**Source passage:**
----

AMIA 2023 Annual Symposium Plenary Sessions
Opening Keynote Presentation
Sunday, November 12, 2023
Precisely Practicing Medicine from 700 Trillion Points of Data
There is an urgent need to take what we have learned in our new data-driven era of medicine, and use it to create a new system of precision medicine, delivering the best, safest, cost-effective preventative or therapeutic intervention at the right time, for the right patients.  Dr. Butte's teams at the University of California build and apply tools that convert trillions of points of molecular, clinical, and epidemiological data -- measured by researchers and clinicians over the past decade and now commonly termed “big data” -- into diagnostics, therapeutics, and new insights into disease.  Dr. Butte, a computer scientist and pediatrician, will highlight his center’s recent work on integrating and learning from electronic health records data from over 9 million patients across the entire University of California, and how analytics on this “real world data” can lead to new evidence for drug efficacy, new savings from better medication choices, and new methods to teach intelligence – real and artificial – to more precisely practice medicine.
Atul Butte, MD, PhD is the Priscilla Chan and Mark Zuckerberg Distinguished Professor and inaugural Director of the Bakar Computational Health Sciences Institute at the University of California, San Francisco (UCSF). Dr. Butte is also the Chief Data Scientist for the entire University of California Health System, the eighth largest by revenue in the United States, with 20 health professional schools, 6 medical schools, 6 academic health centers, 10 hospitals, and over 1000 care delivery sites.

----

**Record set:**
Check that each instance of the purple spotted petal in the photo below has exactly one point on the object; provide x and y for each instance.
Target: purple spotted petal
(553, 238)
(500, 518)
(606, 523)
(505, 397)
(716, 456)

----

**Exercise directions:** Pick up the AMIA 2023 keynote announcement after its final sentence and carry it forward.

**Response:**
Dr. Butte has been continually funded by NIH for 25 years, is an inventor on 24 patents, and has authored over 300 publications, with research repeatedly featured in the New York Times, Wall Street Journal, and Wired Magazine. Dr. Butte has been elected into the American Association for the Advancement of Science (AAAS), American Institute for Medical and Biological Engineering (AIMBE), American College of Medical Informatics (ACMI), and National Academy of Medicine, and in 2013, he was recognized by the Obama Administration as a White House Champion of Change in Open Science for promoting science through publicly available data. Dr. Butte is also a co-founder of three investor-backed data-driven companies: Personalis (IPO, 2019), providing medical genome sequencing services, Carmenta (acquired by Progenity, 2015), discovering diagnostics for pregnancy complications, and NuMedii, finding new uses for drugs through open molecular data. Dr. Butte trained in Computer Science at Brown University, worked as a software engineer at Apple and Microsoft, received his MD at Brown University, trained in Pediatrics and Pediatric Endocrinology at Children's Hospital Boston, then received his PhD from Harvard Medical School and MIT.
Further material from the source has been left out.